══ EXERCISE DATA
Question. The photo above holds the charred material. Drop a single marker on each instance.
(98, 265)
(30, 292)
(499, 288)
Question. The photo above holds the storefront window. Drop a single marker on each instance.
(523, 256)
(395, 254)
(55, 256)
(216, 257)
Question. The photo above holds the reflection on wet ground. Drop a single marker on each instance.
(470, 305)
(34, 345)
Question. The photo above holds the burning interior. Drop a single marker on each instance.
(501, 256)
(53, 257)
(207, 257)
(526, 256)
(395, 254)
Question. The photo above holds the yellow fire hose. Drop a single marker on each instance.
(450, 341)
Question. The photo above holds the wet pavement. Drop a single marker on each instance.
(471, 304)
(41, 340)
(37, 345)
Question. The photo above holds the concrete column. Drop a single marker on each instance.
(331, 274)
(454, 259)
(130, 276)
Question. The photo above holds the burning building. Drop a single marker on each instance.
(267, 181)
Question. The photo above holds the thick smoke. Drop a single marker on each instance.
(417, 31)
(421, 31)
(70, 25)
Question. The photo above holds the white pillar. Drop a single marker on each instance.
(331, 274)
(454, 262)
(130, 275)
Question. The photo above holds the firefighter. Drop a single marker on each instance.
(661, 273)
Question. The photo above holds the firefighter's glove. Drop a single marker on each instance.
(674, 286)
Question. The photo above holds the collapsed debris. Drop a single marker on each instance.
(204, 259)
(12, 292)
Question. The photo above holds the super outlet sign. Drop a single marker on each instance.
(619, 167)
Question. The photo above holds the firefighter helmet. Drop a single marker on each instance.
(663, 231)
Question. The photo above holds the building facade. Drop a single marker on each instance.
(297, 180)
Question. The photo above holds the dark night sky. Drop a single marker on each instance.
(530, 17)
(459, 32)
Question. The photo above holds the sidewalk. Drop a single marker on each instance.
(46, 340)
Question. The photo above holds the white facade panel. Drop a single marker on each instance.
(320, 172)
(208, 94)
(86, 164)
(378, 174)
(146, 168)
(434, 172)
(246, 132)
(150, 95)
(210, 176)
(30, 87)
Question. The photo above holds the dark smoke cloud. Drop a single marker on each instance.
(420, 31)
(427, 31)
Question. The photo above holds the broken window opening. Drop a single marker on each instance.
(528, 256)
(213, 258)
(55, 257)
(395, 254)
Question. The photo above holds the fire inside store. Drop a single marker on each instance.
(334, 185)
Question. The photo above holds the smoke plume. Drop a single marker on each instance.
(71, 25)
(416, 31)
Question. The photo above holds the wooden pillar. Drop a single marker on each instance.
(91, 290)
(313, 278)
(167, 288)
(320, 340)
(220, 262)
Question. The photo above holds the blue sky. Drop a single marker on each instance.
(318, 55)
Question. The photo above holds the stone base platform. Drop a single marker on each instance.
════
> [YOUR GOAL]:
Every line above is to be transcribed exactly, with nothing missed.

> [TASK RESULT]:
Question. The photo above holds the charred material. Drop a single marker on each instance.
(98, 265)
(30, 292)
(499, 288)
Question. The photo above holds the storefront window. Drop a single marker on each instance.
(523, 256)
(395, 254)
(55, 256)
(216, 257)
Question. The photo above holds the reflection on wet ground. Drop a single marker on each instance.
(470, 305)
(34, 345)
Question. The photo above holds the burning interior. Drop a single marker on each instance.
(501, 256)
(53, 257)
(207, 257)
(526, 256)
(395, 254)
Question. The photo above holds the yellow fire hose. Drop a single marker on each instance.
(450, 341)
Question. The photo above holds the wet pavement. Drop a single marker on each instance.
(471, 304)
(41, 340)
(37, 345)
Question. The photo above holds the concrete column. Drop a single marker on each instance.
(331, 274)
(454, 259)
(130, 276)
Question. The photo above holds the burning building. Drop a single marker on each instance.
(267, 181)
Question. The photo above holds the thick smoke. Drop a single marker on each instance.
(417, 31)
(421, 31)
(70, 25)
Question. The photo above holds the white pillar. Drop a single marker on each instance.
(331, 274)
(454, 262)
(130, 275)
Question. The photo above holds the firefighter. Drop a single marker on each instance.
(661, 273)
Question. The photo above holds the firefighter's glove. Drop a single marker on each instance.
(674, 286)
Question. The photo above holds the collapsed debris. Drop a single marker on each instance.
(204, 259)
(12, 292)
Question. The photo above holds the super outlet sign. Drop a single marker on each instance.
(619, 167)
Question. The photo above holds the firefighter helmet. Drop a single marker on each instance.
(663, 231)
Question. The photo above holds the building facade. Drop a single marker on each instance.
(297, 180)
Question. The photo above holds the dark night sky. Drop a single marker on each instance.
(530, 17)
(459, 32)
Question. The photo above holds the sidewalk. Drop a single marker on each instance.
(46, 340)
Question. The photo above holds the white facade panel. Drop a single marker on each instance.
(320, 172)
(208, 94)
(86, 164)
(378, 174)
(146, 168)
(434, 172)
(246, 132)
(150, 95)
(210, 176)
(30, 87)
Question. The photo above holds the dark smoke cloud. Drop a single marker on each instance.
(420, 31)
(427, 31)
Question. The photo above holds the broken window opening. Drop a single marker on each instance.
(528, 256)
(213, 258)
(55, 257)
(395, 254)
Question. The photo above holds the fire inside store. Drop a single marker on each instance.
(334, 185)
Question. The photo above holds the smoke plume. Drop a single marker on each instance.
(71, 25)
(416, 31)
Question. The photo above holds the wooden pillar. Drop a single marker on each instance.
(91, 290)
(313, 278)
(167, 288)
(320, 340)
(220, 262)
Question. The photo above holds the blue sky. Drop a single marker on each instance.
(318, 55)
Question. The photo above holds the stone base platform. Drop a single marker on each instance.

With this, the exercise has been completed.